● **Texte retenu**
De Porto au Pot…

© Jean-Marie Liot / DPPI

A la latitude de Porto, les Class40 naviguent encore dans des conditions difficiles (mer forte et croisée, rafales à plus de 30 nœuds), fatigantes pour les marins et leurs bateaux. Les Anglais de Concise 8 ont annoncé ce matin leur abandon pour cause de safran bâbord arraché, et trois escales techniques sont en cours (Fantastica, Solidaires en Peloton et Matouba). Devant, les IMOCA et les Multi 50 poursuivent leur descente vers les îles du Cap Vert tout en régatant à couteaux tirés. Les deux MOD70 sont entrés dans le Pot au Noir cet après-midi. Attention, ça ralenti !

Class40 : Vent fort, mer croisée et surfs endiablés

Les alizés portugais musclés donnent du fil à retordre aux 24 concurrents encore en course. 24, parce qu’après l’abandon de Marie-Galante hier matin, l’équipage anglais (Ned Collier Wakefield/Sam Goodchild) sur Concise 8 a annoncé ce matin son retrait de la Transat Jacques Vabre. En cause : le safran bâbord arraché. Trois escales techniques sont au programme au sein de la flotte : Fantastica (Stefano Raspadori/Pietro D’Ali) devrait faire escale aux Canaries pour des lattes cassées, Solidaires en Peloton (Victorien Erussard/Thibaut Vauchel-Camus) fait actuellement route vers Cascais au Portugal pour des avaries de voiles en série, même histoire à bord de Matouba (Bertrand Guillonneau/Sébastien Audigane) qui envisage de faire un stop rapide à Madère. Il faut dire que la nuit dernière et cette journée de mercredi ont fatigué les bateaux et les bonshommes. Rafales à 30 nœuds, grosse mer croisée, pas de quoi se reposer, ni de s’alimenter tranquillement. Certains ont « trinqué » plus que d’autres : départs au lof, affalages de spi en catastrophe, empannages risqués… Sur Obportus 3, Philippe Burger s’est même violemment cogné contre un winch. Résultat : côte cassée et entorse au doigt. En avant de la flotte, certains se sont fait flashés à plus de 20 nœuds emportés par des surfs endiablés. C’est le cas de Groupe Picoty (Jean-Christophe Caso/Aymeric Chappellier) qui dans une rafale à 38 nœuds de vent sous génois s’est offert une pointe 20,9 nœuds ! Pour l’heure, la tendance est à pointer l’étrave vers l’ouest pour naviguer dans des conditions plus supportables et préserver le matériel. En tête, GDF SUEZ (Sébastien Rogues/Fabien Delahaye) et Mare (Jorg Riechers/Pierre Brasseur) augmentent inexorablement leur avance : 120 milles ce soir avec le troisième du classement ERDF – Des pieds et des mains (Damien Seguin/Yoann Richomme).

● **Problème posé**
Reproduisez à l'identique le passage de l'article sur la Transat Jacques Vabre, en commençant aux mots « A la latitude » et en vous arrêtant après « ça ralenti ! ».

● **Données brutes**
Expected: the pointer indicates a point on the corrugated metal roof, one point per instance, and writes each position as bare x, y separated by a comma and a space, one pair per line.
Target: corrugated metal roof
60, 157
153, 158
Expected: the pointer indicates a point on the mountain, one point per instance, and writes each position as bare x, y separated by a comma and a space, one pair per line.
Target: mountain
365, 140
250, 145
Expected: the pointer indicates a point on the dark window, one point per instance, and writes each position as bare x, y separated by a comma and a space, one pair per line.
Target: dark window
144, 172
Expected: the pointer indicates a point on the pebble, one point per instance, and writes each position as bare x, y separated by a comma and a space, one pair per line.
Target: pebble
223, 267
...
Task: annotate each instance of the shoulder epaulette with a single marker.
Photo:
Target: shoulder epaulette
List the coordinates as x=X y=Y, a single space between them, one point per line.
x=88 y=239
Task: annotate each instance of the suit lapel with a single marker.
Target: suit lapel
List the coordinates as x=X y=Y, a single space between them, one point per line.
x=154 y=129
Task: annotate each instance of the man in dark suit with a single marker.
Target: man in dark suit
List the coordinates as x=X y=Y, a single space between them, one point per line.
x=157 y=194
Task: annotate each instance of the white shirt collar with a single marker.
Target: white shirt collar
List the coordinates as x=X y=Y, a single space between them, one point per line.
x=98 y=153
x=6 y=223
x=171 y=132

● **Réponse apportée**
A la latitude de Porto, les Class40 naviguent encore dans des conditions difficiles (mer forte et croisée, rafales à plus de 30 nœuds), fatigantes pour les marins et leurs bateaux. Les Anglais de Concise 8 ont annoncé ce matin leur abandon pour cause de safran bâbord arraché, et trois escales techniques sont en cours (Fantastica, Solidaires en Peloton et Matouba). Devant, les IMOCA et les Multi 50 poursuivent leur descente vers les îles du Cap Vert tout en régatant à couteaux tirés. Les deux MOD70 sont entrés dans le Pot au Noir cet après-midi. Attention, ça ralenti !